# TASKS FOR THIS EXERCISE
• A. Answer these questions about the court opinion on secondary picketing:
(i) What type of business did the union in Tree Fruits picket?
(ii) Which constitutional amendment did the Court worry a broad ban on such picketing might violate?
(iii) Having concluded that the Court of Appeals misapplied the statute, what does the Court say it will do?
• B. Transcribe the court opinion on secondary picketing from "We granted a" up to and including "the Board's order.".
• C. Go on with the court opinion on secondary picketing, starting after its final sentence.

# EXTRACT TO READ
(begin)

We granted a writ of certiorari to consider whether the Court of Appeals correctly understood § 8(b)(4)(ii)(B) as interpreted in Tree Fruits. 444 U.S. 1011 (1980). [Footnote 5] Having concluded that the Court of Appeals misapplied the statute, we now reverse and remand for enforcement of the Board's order.

II

Section 8(b)(4)(ii)(B) of the National Labor Relations Act makes it "an unfair labor practice for a labor organization . . . to threaten, coerce, or restrain" a person not party to a labor dispute

"where . . . an object thereof is . . . forcing or requiring [him] to cease using, selling, handling, transporting, or otherwise dealing in the products of any other producer . . . or to cease doing business with any other person. [Footnote 6]"

In Tree Fruits, the Court held that § 8(b)(4)(ii)(B) does not prohibit all peaceful picketing at secondary sites. There, a union striking certain Washington fruit packers picketed large supermarkets in order to persuade consumers not to buy

Page 447 U. S. 612

Washington apples. Concerned that a broad ban against such picketing might run afoul of the First Amendment, the Court found the statute directed to an "isolated evil.'" The evil was use of secondary picketing

"to persuade the customers of the secondary employer to cease trading with him in order to force him to cease dealing with, or to put pressure upon, the primary employer."

(end)

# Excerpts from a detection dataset
(begin)

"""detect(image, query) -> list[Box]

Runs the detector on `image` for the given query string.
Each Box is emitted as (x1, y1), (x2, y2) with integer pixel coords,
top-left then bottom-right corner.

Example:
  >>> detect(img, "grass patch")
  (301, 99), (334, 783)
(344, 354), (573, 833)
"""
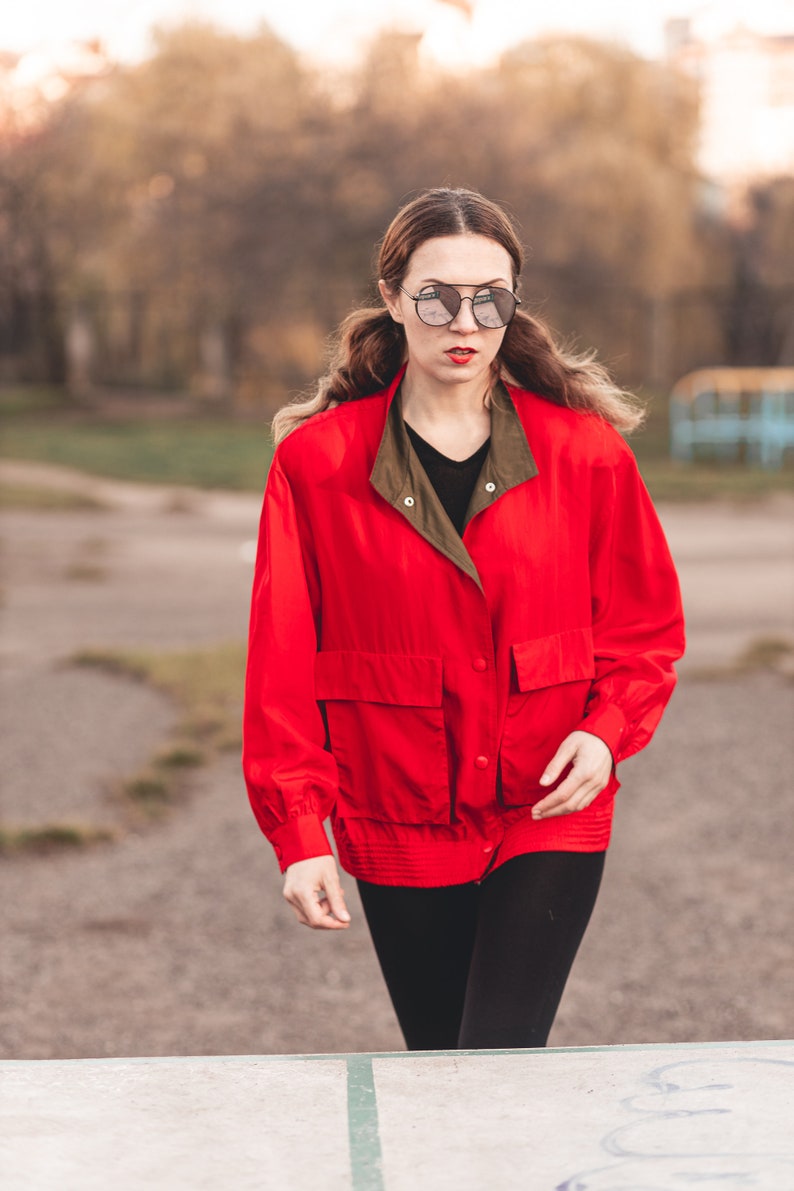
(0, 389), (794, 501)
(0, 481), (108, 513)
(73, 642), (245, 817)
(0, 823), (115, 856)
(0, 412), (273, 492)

(end)
(begin)

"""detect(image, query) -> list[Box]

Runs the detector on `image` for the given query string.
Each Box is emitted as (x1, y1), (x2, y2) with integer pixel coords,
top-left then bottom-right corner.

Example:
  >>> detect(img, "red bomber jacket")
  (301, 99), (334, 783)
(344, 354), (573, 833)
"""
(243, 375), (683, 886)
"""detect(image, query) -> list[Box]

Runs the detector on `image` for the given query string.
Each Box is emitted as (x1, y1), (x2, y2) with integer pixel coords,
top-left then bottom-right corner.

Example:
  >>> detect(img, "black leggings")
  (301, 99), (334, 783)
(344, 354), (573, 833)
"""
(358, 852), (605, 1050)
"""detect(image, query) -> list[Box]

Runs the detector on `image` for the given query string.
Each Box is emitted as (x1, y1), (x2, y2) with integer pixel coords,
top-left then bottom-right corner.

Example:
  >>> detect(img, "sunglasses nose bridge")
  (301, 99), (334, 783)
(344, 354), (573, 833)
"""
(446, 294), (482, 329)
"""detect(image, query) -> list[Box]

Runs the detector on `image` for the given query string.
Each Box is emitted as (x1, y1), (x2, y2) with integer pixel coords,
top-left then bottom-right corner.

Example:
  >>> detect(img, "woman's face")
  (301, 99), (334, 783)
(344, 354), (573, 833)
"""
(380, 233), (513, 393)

(end)

# FINAL RESULTS
• A.
(i) Large supermarkets.
(ii) The First Amendment.
(iii) Reverse and remand for enforcement of the Board's order.

• B.
We granted a writ of certiorari to consider whether the Court of Appeals correctly understood § 8(b)(4)(ii)(B) as interpreted in Tree Fruits. 444 U.S. 1011 (1980). [Footnote 5] Having concluded that the Court of Appeals misapplied the statute, we now reverse and remand for enforcement of the Board's order.

• C.
377 U.S. at 63. Congress intended to protect secondary parties from pressures that might embroil them in the labor disputes of others, but not to shield them from business losses caused by a campaign that successfully persuades consumers "to boycott the primary employer's goods." Ibid. Thus, the Court drew a distinction between picketing "to shut off all trade with the secondary employer unless he aids the union in its dispute with the primary employer" and picketing that "only persuades his customers not to buy the struck product." Id. at 377 U. S. 70. T he picketing in that case, which "merely follow[ed] the struck product," did not "threaten, coerce, or restrain'" the secondary party within the meaning of § 8(b)(4)(ii)(B). 377 U.S. at 72.

Although Tree Fruits suggested that secondary picketing against a struck product and secondary picketing against a neutral party were "poles apart," id. at 377 U. S. 70, the courts soon discovered that product picketing could have the same effect as an illegal secondary boycott. In Hoffman ex rel. NLRB v. Cement Masons Local 7, 468 F.2d 1187 (CA9 1972)...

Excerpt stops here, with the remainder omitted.